## Action item
Apart from the pictures, every entry should be reproduced exactly.

[Information]

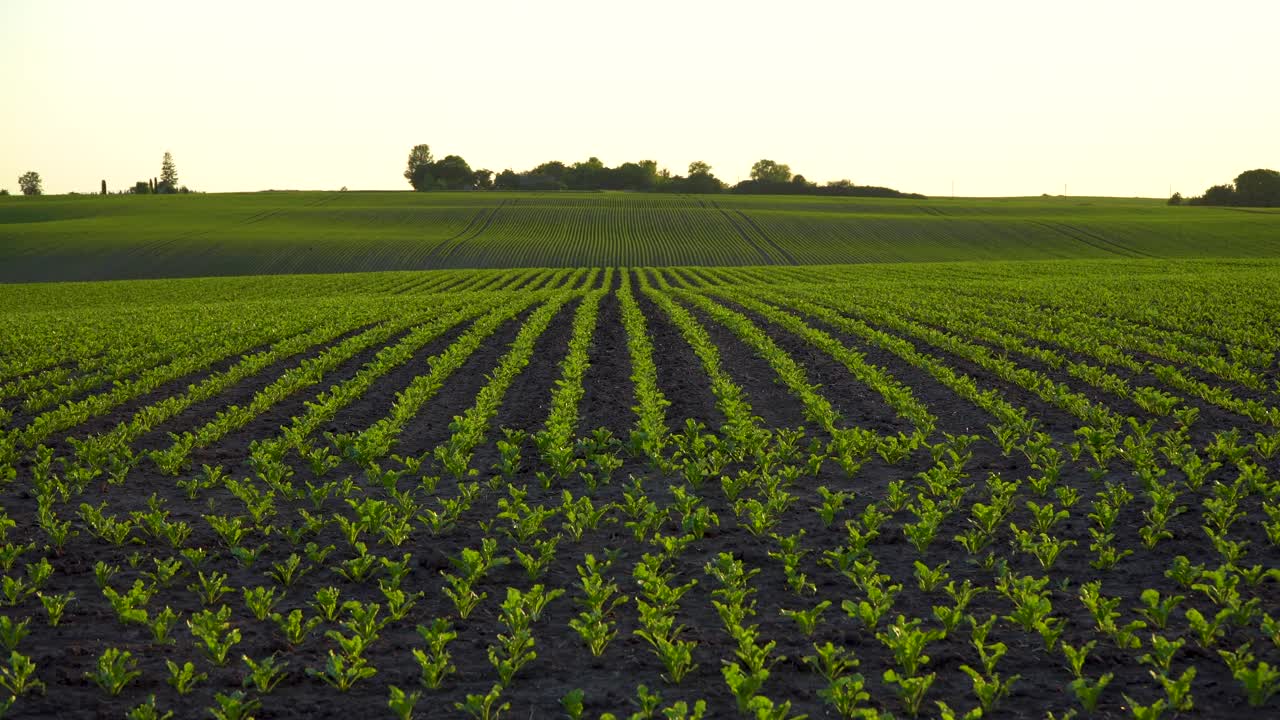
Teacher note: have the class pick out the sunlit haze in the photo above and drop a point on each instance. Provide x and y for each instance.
(1134, 98)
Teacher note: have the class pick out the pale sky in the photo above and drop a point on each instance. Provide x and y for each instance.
(1014, 98)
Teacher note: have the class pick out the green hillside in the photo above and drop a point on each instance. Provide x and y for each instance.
(95, 237)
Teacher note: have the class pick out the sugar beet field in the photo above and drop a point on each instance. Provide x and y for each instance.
(951, 491)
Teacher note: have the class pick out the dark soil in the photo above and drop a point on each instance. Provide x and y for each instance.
(64, 654)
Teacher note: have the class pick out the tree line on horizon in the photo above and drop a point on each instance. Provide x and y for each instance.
(425, 173)
(31, 182)
(1252, 188)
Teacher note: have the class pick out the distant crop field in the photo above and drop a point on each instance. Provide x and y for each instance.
(837, 491)
(114, 237)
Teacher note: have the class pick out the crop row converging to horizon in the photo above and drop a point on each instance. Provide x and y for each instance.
(950, 490)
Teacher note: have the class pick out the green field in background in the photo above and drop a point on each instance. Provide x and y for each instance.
(110, 237)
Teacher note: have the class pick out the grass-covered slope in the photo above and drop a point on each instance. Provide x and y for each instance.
(91, 237)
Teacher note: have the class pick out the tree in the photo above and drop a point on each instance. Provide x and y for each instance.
(1258, 188)
(419, 169)
(771, 172)
(30, 183)
(453, 173)
(507, 180)
(168, 176)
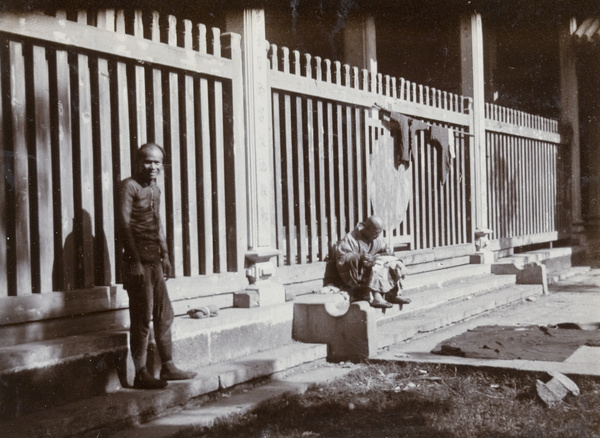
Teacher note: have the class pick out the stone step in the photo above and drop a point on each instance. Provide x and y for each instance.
(563, 274)
(443, 292)
(425, 320)
(195, 420)
(37, 375)
(555, 259)
(33, 374)
(442, 277)
(109, 413)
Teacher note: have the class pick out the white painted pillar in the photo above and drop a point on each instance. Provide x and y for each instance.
(473, 86)
(360, 48)
(569, 100)
(250, 24)
(472, 66)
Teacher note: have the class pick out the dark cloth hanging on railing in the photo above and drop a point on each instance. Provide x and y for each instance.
(403, 128)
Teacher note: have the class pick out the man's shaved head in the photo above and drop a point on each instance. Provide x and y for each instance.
(373, 227)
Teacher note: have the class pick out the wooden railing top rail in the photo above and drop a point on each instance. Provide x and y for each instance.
(322, 78)
(521, 124)
(108, 37)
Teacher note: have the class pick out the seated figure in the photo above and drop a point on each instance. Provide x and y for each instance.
(368, 267)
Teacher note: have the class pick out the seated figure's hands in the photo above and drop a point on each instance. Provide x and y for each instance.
(368, 260)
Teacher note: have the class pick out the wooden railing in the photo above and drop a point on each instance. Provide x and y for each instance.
(81, 93)
(526, 178)
(77, 101)
(326, 130)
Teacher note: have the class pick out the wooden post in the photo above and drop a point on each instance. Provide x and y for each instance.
(471, 37)
(360, 48)
(250, 23)
(570, 115)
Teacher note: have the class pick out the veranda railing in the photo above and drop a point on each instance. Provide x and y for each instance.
(326, 130)
(79, 95)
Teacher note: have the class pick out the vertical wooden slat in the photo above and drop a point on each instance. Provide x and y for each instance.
(323, 241)
(492, 182)
(140, 86)
(281, 237)
(86, 167)
(365, 165)
(237, 206)
(207, 263)
(466, 204)
(434, 192)
(4, 160)
(123, 143)
(333, 236)
(173, 169)
(289, 183)
(189, 140)
(22, 241)
(105, 229)
(191, 199)
(349, 147)
(452, 204)
(220, 177)
(43, 154)
(65, 171)
(510, 186)
(313, 233)
(302, 246)
(425, 214)
(528, 189)
(358, 152)
(341, 190)
(157, 117)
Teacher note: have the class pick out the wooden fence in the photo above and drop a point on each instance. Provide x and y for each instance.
(526, 178)
(79, 95)
(326, 130)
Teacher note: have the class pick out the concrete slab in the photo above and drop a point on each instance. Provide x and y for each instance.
(194, 419)
(576, 299)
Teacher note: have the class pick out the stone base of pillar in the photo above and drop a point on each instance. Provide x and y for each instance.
(261, 293)
(483, 258)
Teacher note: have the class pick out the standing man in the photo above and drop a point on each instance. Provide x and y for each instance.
(368, 266)
(145, 267)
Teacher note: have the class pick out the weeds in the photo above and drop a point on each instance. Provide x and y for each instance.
(402, 400)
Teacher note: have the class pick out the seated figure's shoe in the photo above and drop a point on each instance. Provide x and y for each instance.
(381, 304)
(170, 372)
(144, 380)
(400, 300)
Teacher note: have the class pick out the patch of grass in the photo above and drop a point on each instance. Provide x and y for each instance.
(404, 400)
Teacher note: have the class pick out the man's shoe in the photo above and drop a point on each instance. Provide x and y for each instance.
(400, 300)
(171, 372)
(144, 380)
(381, 304)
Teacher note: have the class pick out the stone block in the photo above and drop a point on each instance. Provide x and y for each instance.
(246, 299)
(556, 389)
(533, 273)
(262, 293)
(482, 258)
(348, 330)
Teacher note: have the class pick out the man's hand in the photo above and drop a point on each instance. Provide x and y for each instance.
(137, 273)
(167, 269)
(368, 260)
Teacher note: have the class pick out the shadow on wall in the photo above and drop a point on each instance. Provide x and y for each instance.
(83, 261)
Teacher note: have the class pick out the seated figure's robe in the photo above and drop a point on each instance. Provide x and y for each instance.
(383, 277)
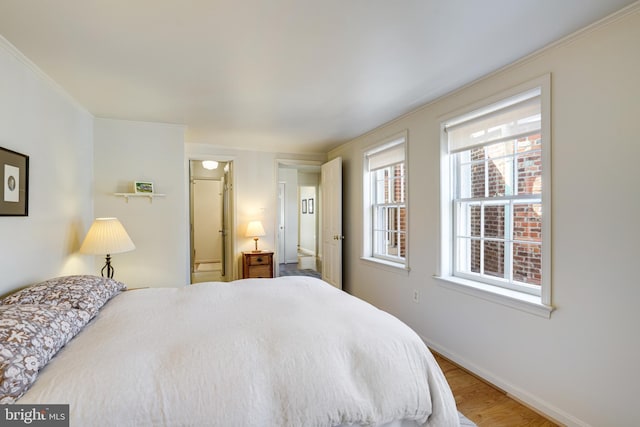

[/Information]

## Response to this exercise
Teacher note: have the class pick out the sunlit haze in the photo above and drop a point on each instance. Provide x and y for each instance.
(1134, 98)
Teacher note: have the class pick out the pale sky in the photo above and drop a point on each instance. Provide x and y for each instance.
(1014, 98)
Teacher note: have the class pick out the green hillside in the photo above and drop a point on each instance. Provide x and y for each instance.
(95, 237)
Teacher note: have the class pick out the sugar beet field in the photo above and drop a point on each instance. Provide x and y for each instance.
(951, 491)
Teacher note: have the class pick out the dark soil in the photo above and drop a point on each instance. Provide x and y for each instance.
(64, 654)
Teacher note: have the class pick out the tree line on horizon in the photo above and drop a point on each instance. Provide x and y for each instance.
(425, 173)
(31, 182)
(1252, 188)
Teacher note: have the class pick out the distant crop field in the photo above and drop a point on each instance. Provide x and y for each instance.
(837, 491)
(114, 237)
Teacher note: have the class pick out the crop row converging to horizon in the photo above and drop a point on each instance. Provide x and y for each instance.
(950, 490)
Teacher note: have the class pick out the green field in background in the photo above and drop a point on each instance. Provide x and y for each instance.
(110, 237)
Teacher note: have the class pick out the grass-covered slope in the photo above and drop a point on each instance. Provide x and y for each instance.
(91, 237)
Teacher note: have the class pick out the tree in the photo above and drop a point on each instance. Provide x and y for each instance.
(1258, 188)
(419, 169)
(771, 172)
(30, 183)
(453, 173)
(507, 180)
(168, 176)
Teacher note: have the class pick out the stone step in the photo above and drop a point on each instance. Provide x and y for each instance.
(563, 274)
(443, 292)
(425, 320)
(195, 420)
(37, 375)
(555, 259)
(33, 374)
(442, 277)
(109, 413)
Teacher note: have the class pick out the white painted pillar in the photo above and drop a point on each instance. Provide x and y for each instance.
(473, 86)
(360, 48)
(569, 100)
(250, 24)
(472, 66)
Teacher note: have the class pick out the dark cloth hanging on railing in the photo above and drop a point on each instance. Provide x and y for each instance.
(403, 128)
Teacher note: have the class pick out the man's shaved head in the photo above and drop a point on each instance. Provide x and y for each instance.
(373, 227)
Teacher note: have the class pick out the wooden railing top rail in the photo above and drop a point on each instance. Provide x and y for each instance.
(322, 78)
(521, 124)
(108, 37)
Teacher note: have the class pick out the seated figure in the photo above and drop a point on each instance. Provide x and y for each instance.
(368, 267)
Teacher note: have the class pick out the seated figure's hands in the photo above and drop a point on each instance. Provide x and y for each instance.
(368, 260)
Teacher note: have the class pick out the wooden railing in the photo above and drop a point on each instance. Provide x and y for each instance.
(81, 93)
(526, 178)
(77, 101)
(326, 130)
Teacher note: have the class pick out the wooden post in the photo above and drop a point on each instance. Provide x and y for each instance.
(471, 37)
(360, 48)
(250, 23)
(570, 115)
Teacher note: have the class pick out the veranda railing in the photo above and drop a point on each instance. Provide x and y for each instance.
(326, 130)
(79, 95)
Teacher note: have the class pick out the vertical wooden slat in the photo above and drop a point on each instance. Provide x and y for each instance.
(323, 241)
(492, 182)
(140, 86)
(281, 237)
(86, 167)
(365, 165)
(237, 206)
(207, 263)
(466, 204)
(434, 192)
(4, 160)
(123, 143)
(333, 236)
(173, 169)
(289, 183)
(189, 140)
(22, 241)
(105, 229)
(191, 199)
(349, 147)
(452, 204)
(220, 177)
(43, 154)
(65, 171)
(510, 186)
(313, 233)
(302, 246)
(425, 214)
(528, 189)
(358, 152)
(341, 190)
(157, 117)
Teacher note: have the class pick out the wooden fence in the photo above and drop a point on each instance. Provide x and y for each instance.
(526, 178)
(79, 95)
(326, 130)
Teacher note: have the class pick out the concrete slab in the photo above and drop a point on each instance. Provide x and y for each instance.
(194, 419)
(576, 299)
Teacher note: have the class pick out the stone base of pillar in the photo above and drop a point on each instance. Provide x and y for each instance.
(261, 293)
(483, 258)
Teacher note: have the class pick out the standing man in the photo above and drop a point on each instance. Provide x and y for each instance.
(368, 266)
(145, 267)
Teacher note: have the class pick out the weeds in the photo above and drop a point on each instance. Provide x and y for each instance.
(402, 400)
Teacher note: have the class pick out the seated figure's shoe in the photo above and drop a point on each instance. Provide x and y for each instance.
(381, 304)
(170, 372)
(144, 380)
(400, 300)
Teacher note: have the class pick out the patch of grass in the photo above and drop a point on each instance. Provide x and y for each instance.
(404, 400)
Teacher note: have the class pick out the man's shoe in the photo above and drop a point on each instance. Provide x and y for each instance.
(400, 300)
(171, 372)
(144, 380)
(381, 304)
Teacher note: have the class pick out the stone block in the photo above and drop a point on each instance. Provide x and y for each instance.
(246, 299)
(556, 389)
(533, 273)
(262, 293)
(482, 258)
(348, 330)
Teacher note: have the class pick out the man's hand in the photo above and drop a point on each instance. Provide x and y for each instance.
(137, 273)
(167, 269)
(368, 260)
Teacher note: have the class pick out the shadow on wall in the photo above and drop a point on each instance. Provide x and y for each instance.
(83, 261)
Teacher note: have the class pick out the seated figure's robe in the photo above and drop a point on each instance. Provide x and y for each instance.
(383, 277)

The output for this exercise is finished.